Why do my scrapers start returning 403/429 after a few hundred requests even with delays?

Most scrapers work perfectly for the first few hundred requests, then suddenly start returning a wall of HTTP 403 and 429 errors—even if you’ve added generous delays. If that’s what you’re seeing, you’re not unlucky; you’re running into how modern anti‑bot systems work.

As someone who spent years hand‑rolling scrapers (Scrapy + Playwright, DIY proxies, on‑call alerts at 3 a.m.) and then moved everything to Apify Actors, I’ll walk through why this happens and how to design scrapers that stay alive at scale.

The Quick Overview

What It Is: A technical breakdown of why websites start serving 403/429 responses to scrapers after a short burst of success, and how to avoid these bans with modern scraping patterns.
Who It Is For: Developers, data engineers, and product teams running crawlers for price intelligence, market research, lead gen, or feeding AI/RAG pipelines.
Core Problem Solved: Your scrapers don’t just need “delay between requests”—they need IP rotation, browser simulation, fingerprinting control, and monitoring, or they will keep getting blocked.

How HTTP 403 and 429 Actually Work For Scrapers

A 403 or 429 after a few hundred requests is almost never “just bad luck.” It’s usually the result of layered detection:

Rate limiting (429):
The server thinks your client is sending “too many” requests in a given time window—from a single IP, account, or device fingerprint.
Access denial (403):
The server has decided you’re not allowed to access a resource at all anymore, often because of:
- IP reputation or region
- Detected bot fingerprint
- Suspicious behavior patterns (e.g., perfect intervals, unusual navigation)

Modern anti‑bot systems rarely block you immediately. They let you have a few hundred requests, build up a behavioral profile, then quietly move you to a stricter bucket.

Delays alone don’t fix that because:

You’re still coming from the same IP (or small pool).
Your browser fingerprint doesn’t change.
Your navigation pattern looks nothing like a human session.
You’re triggering JavaScript checks you don’t execute properly.

The Real Reasons You Get 403/429 After a Few Hundred Requests

1. Single-IP or Small-Pool Exhaustion

Even with generous sleep(2–5s) calls, if everything is hitting from:

One IP (your server),
One datacenter ASN (e.g., AWS EC2, GCP),
Or a tiny residential proxy pool,

you’ll quickly hit:

Global per-IP rate limits → 429
Reputation filters (datacenter IPs flagged as bots) → 403

What you see in practice:

First 200–500 requests: 200 OK, everything looks fine.

Supplied material
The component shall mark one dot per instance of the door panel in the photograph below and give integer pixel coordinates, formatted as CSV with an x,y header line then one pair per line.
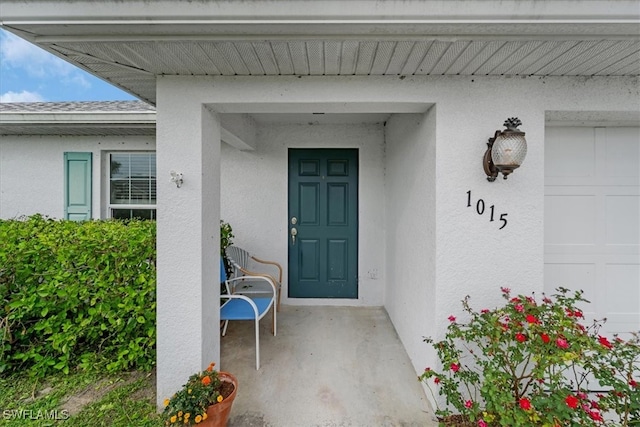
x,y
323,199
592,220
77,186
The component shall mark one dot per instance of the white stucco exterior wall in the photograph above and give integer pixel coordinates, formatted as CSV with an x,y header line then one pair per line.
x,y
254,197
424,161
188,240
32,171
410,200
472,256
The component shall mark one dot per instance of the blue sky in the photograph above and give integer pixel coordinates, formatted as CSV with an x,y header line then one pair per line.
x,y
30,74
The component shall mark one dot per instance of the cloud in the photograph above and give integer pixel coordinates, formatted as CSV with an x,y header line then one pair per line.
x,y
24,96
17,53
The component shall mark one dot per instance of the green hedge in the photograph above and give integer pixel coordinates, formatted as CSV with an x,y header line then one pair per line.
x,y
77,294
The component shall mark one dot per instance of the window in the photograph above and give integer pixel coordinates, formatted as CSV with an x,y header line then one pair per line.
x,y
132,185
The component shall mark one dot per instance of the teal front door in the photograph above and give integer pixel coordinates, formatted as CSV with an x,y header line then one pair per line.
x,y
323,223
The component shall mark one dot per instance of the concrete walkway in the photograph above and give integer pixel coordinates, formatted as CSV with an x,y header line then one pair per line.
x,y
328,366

...

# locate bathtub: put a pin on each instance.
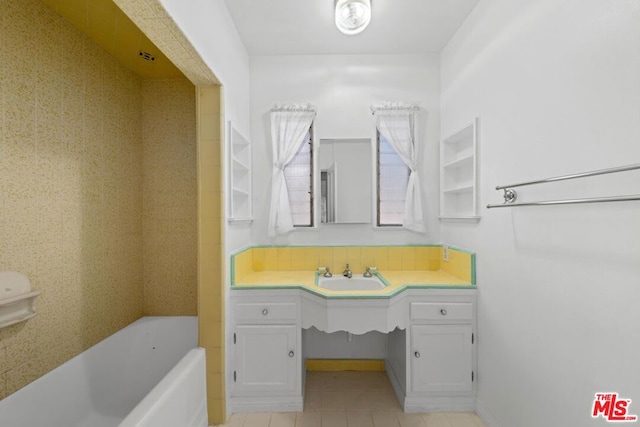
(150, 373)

Activity 1
From the article on scraper 403 and 429 errors, extract the passage that opens with the words containing "What It Is: A" and closes with "keep getting blocked.".
Activity 2
According to the article on scraper 403 and 429 errors, why do delays alone fail to prevent blocking? List every reason it gives.
Activity 3
Continue the article on scraper 403 and 429 errors (not the listing) from its last sentence.

Task response 1
What It Is: A technical breakdown of why websites start serving 403/429 responses to scrapers after a short burst of success, and how to avoid these bans with modern scraping patterns.
Who It Is For: Developers, data engineers, and product teams running crawlers for price intelligence, market research, lead gen, or feeding AI/RAG pipelines.
Core Problem Solved: Your scrapers don’t just need “delay between requests”—they need IP rotation, browser simulation, fingerprinting control, and monitoring, or they will keep getting blocked.

Task response 2
- You're still coming from the same IP (or small pool).
- Your browser fingerprint doesn't change.
- Your navigation pattern looks nothing like a human session.
- You're triggering JavaScript checks you don't execute properly.

Task response 3
Then, growing chunk of responses: 429 Too Many Requests.
Eventually: mix of 403 Forbidden and CAPTCHAs.

Why delay doesn’t help:
The site isn’t just counting raw QPS. It’s applying IP reputation and per-IP quotas over rolling windows. Once an IP is “hot,” the delay can be 30 seconds and you’ll still be throttled.

2. No Real Browser or JavaScript Execution

If you’re using a bare HTTP client or simple HTML parser:

No JavaScript execution
No proper cookies/session storage
No WebGL / Canvas / audio / fonts environment

Anti‑bot vendors use that to distinguish bots from users. Results:

Some endpoints always 403 for “basic” clients.
After a few hundred requests, your client score drops below “allow” threshold → all future requests get 403/429.

Symptoms:

Your script works when tested in Chrome/Playwright.
Same URL returns 403 when fetched via requests, fetch, or simple curl.
Sometimes you see “Access denied” messages from services like Cloudflare, Akamai, PerimeterX, Datadome, etc.

3. Reused or Static Fingerprints

If every request or every “session” looks like the exact same device:

Same User-Agent
Same screen resolution
Same timezone / language
Same browser version and minor quirks
Same TCP / TLS fingerprint

…you’re easy to cluster as one automated agent.

Anti‑bot systems don’t need to see high RPS. They see:

Unrealistically consistent fingerprints
Long-running sessions with no random noise
No normal user actions (scrolling, inter-page delays, back/forward navigation)

After N requests (often a few hundred), you’re bucketed as a bot and start getting 403/429.

4. Highly Predictable Request Patterns

Even with delays, many scrapers:

Fetch pages in numeric order (page=1,2,3,…)
Use exact same URL patterns and query strings
Never fetch assets (CSS, images) or API auxiliary endpoints
Hit only product or listing pages, never home or category pages

From a detection perspective, that is extremely non‑human. Humans:

Land on random pages via search, social, referral
Navigate unpredictably
Sometimes bounce quickly, sometimes stay long

If the site uses behavior‑based detection, your “perfectly regular” scraper becomes suspicious as soon as it has enough data—again, usually after a few hundred requests.

5. Missing or Mishandled Cookies and Sessions

Lots of sites expect:

A login cookie
Session cookies set by initial landing pages
CSRF tokens set in hidden fields or headers
Consent / GDPR banners toggled

If you skip those by:

Calling API endpoints directly without going through normal pages
Dropping cookies between requests
Ignoring redirects that initialize the session

…you may pass for a while, then the server elevates suspicion and starts returning 403/429 because you look like a replayed or synthetic client.

6. Backend-Level Rate Limits & Soft Bans

Some 429 patterns aren’t even “bot protection”—they are raw backend protection:

Per-IP quotas on expensive endpoints
Per-account quotas (if authenticated)
Global concurrency limits

When you ignore Retry-After headers or fail to back off on 429s, you quickly escalate into:

Longer 429 durations
Temporary 403 or full forbidden blocks for that IP/session

7. Monitoring Blind Spots

Another subtle reason: you don’t see the early warning signs.

Scraper runs nightly; you only notice when the output dataset is suddenly tiny.
You ignore increasing 301/302, 5xx, or partial HTML responses that signal ramping mitigation.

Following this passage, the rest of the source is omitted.